*** TASK INPUT Section Begins ***
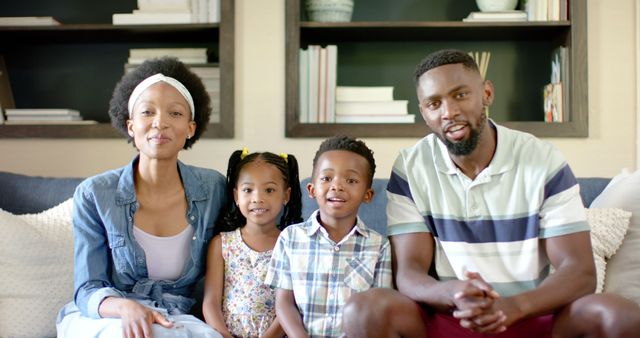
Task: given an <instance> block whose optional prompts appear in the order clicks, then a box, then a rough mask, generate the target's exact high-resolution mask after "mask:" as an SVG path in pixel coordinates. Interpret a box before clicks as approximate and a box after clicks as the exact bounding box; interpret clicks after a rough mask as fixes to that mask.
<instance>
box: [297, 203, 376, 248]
mask: <svg viewBox="0 0 640 338" xmlns="http://www.w3.org/2000/svg"><path fill="white" fill-rule="evenodd" d="M306 228H307V236H309V237H311V236H313V235H314V234H316V233H318V232H322V233H324V234H325V235H326V236H327V238H328V237H329V234H328V233H327V230H326V229H325V228H324V227H323V226H322V224H320V210H316V211H314V212H313V214H311V217H309V220H308V221H307V224H306ZM354 232H357V233H359V234H360V235H362V236H364V237H369V230H368V229H367V226H366V225H364V222H362V220H361V219H360V216H356V225H355V227H353V228H351V231H349V234H347V235H346V236H344V238H343V239H342V240H341V242H342V241H344V240H345V239H347V238H349V237H350V236H351V235H352V234H353V233H354Z"/></svg>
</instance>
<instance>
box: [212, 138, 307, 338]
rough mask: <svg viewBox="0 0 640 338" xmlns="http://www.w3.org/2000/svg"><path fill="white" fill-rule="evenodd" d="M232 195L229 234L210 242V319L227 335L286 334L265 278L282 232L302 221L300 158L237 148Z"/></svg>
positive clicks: (231, 163) (228, 173) (231, 165)
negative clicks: (297, 161) (275, 315)
mask: <svg viewBox="0 0 640 338" xmlns="http://www.w3.org/2000/svg"><path fill="white" fill-rule="evenodd" d="M227 196H229V197H228V198H229V201H228V203H227V209H226V212H225V213H224V218H222V219H221V221H220V222H219V223H221V224H219V229H222V231H224V232H222V233H220V234H219V235H217V236H215V237H214V238H213V240H212V242H211V244H210V245H209V252H208V260H207V265H208V266H207V272H206V281H205V292H204V301H203V308H202V312H203V314H204V318H205V320H206V321H207V323H208V324H210V325H211V326H213V327H214V328H215V329H216V330H217V331H219V332H220V333H222V335H223V336H224V337H225V338H231V337H243V338H248V337H283V336H284V331H283V330H282V328H281V327H280V324H279V323H278V321H277V319H276V318H275V294H274V291H273V290H272V289H271V288H270V287H269V286H267V285H264V284H263V280H264V277H265V274H266V272H267V267H268V265H269V260H270V259H271V250H272V249H273V247H274V246H275V244H276V240H277V238H278V235H279V234H280V230H282V229H284V228H285V227H286V226H288V225H290V224H293V223H299V222H301V221H302V218H301V210H302V204H301V193H300V182H299V178H298V163H297V161H296V159H295V157H294V156H293V155H287V154H282V155H280V156H278V155H275V154H273V153H269V152H264V153H252V154H250V155H249V154H248V153H247V150H246V148H245V149H243V151H239V150H238V151H235V152H234V153H233V154H232V155H231V158H229V166H228V168H227ZM231 196H233V200H230V199H231ZM278 217H280V220H279V225H278V222H277V220H278Z"/></svg>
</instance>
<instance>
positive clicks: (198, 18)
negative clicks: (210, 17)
mask: <svg viewBox="0 0 640 338" xmlns="http://www.w3.org/2000/svg"><path fill="white" fill-rule="evenodd" d="M197 1H198V11H197V12H196V13H194V18H197V20H196V22H198V23H205V22H209V8H208V7H209V0H197Z"/></svg>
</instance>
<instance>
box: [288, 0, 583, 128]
mask: <svg viewBox="0 0 640 338" xmlns="http://www.w3.org/2000/svg"><path fill="white" fill-rule="evenodd" d="M303 2H304V0H302V1H301V0H287V5H286V14H285V15H286V136H287V137H327V136H331V135H334V134H348V135H351V136H356V137H420V136H424V135H425V134H427V133H429V129H428V128H427V127H426V125H425V124H424V122H423V120H422V117H421V116H420V114H419V112H418V108H417V99H416V97H415V96H416V95H415V87H414V85H413V71H414V68H415V66H416V65H417V64H418V62H419V61H420V60H421V59H422V58H423V57H424V56H426V55H427V54H428V53H430V52H433V51H435V50H438V49H441V48H457V49H461V50H469V51H472V50H475V51H482V50H489V51H491V53H492V54H491V63H490V65H489V70H488V74H487V78H488V79H490V80H492V81H493V82H494V84H495V86H496V100H495V102H494V105H493V106H492V107H491V110H490V116H491V117H492V118H493V119H495V120H496V121H497V122H498V123H500V124H502V125H505V126H507V127H510V128H514V129H518V130H522V131H526V132H530V133H532V134H534V135H536V136H539V137H586V136H588V97H587V95H588V94H587V87H588V83H587V80H588V78H587V22H586V20H587V19H586V18H587V13H586V7H587V4H586V0H575V1H570V6H571V8H570V13H571V20H570V21H553V22H551V21H545V22H462V18H464V17H466V15H467V14H468V13H469V12H471V11H476V10H477V8H476V7H475V3H474V2H469V4H464V5H462V4H460V3H459V2H455V1H454V0H434V1H429V2H426V1H425V2H420V3H418V2H415V1H408V0H398V1H396V2H393V4H389V3H388V2H385V1H382V0H371V2H367V4H366V5H365V4H362V3H361V2H357V1H356V2H355V8H354V17H353V20H352V22H347V23H320V22H310V21H306V15H305V13H304V3H303ZM454 2H455V4H454ZM454 5H455V6H454ZM403 6H404V7H403ZM465 6H467V7H465ZM309 44H320V45H326V44H336V45H337V46H338V85H356V86H358V85H374V86H377V85H380V86H389V85H391V86H394V88H395V91H394V99H396V100H398V99H399V100H409V111H410V113H412V114H416V115H418V116H417V117H416V123H415V124H325V123H323V124H311V123H300V122H299V119H298V116H299V112H298V50H299V49H300V48H301V47H302V48H306V46H307V45H309ZM561 45H564V46H567V47H568V48H569V51H570V53H569V54H570V62H569V63H570V71H569V72H570V83H569V86H568V89H569V90H570V94H571V95H570V98H571V99H570V103H569V107H570V109H569V112H565V119H566V121H567V122H563V123H553V124H549V123H545V122H544V114H543V109H542V87H543V86H544V85H545V84H546V83H548V82H549V77H550V72H551V66H550V64H551V51H552V50H553V49H554V48H556V47H558V46H561Z"/></svg>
*** TASK INPUT Section Ends ***
◆ **WORK TO COMPLETE**:
Where the string "positive" occurs in the data, return the whole line.

◆ **EXERCISE ANSWER**:
positive clicks: (231, 163) (228, 173) (231, 165)
positive clicks: (198, 18)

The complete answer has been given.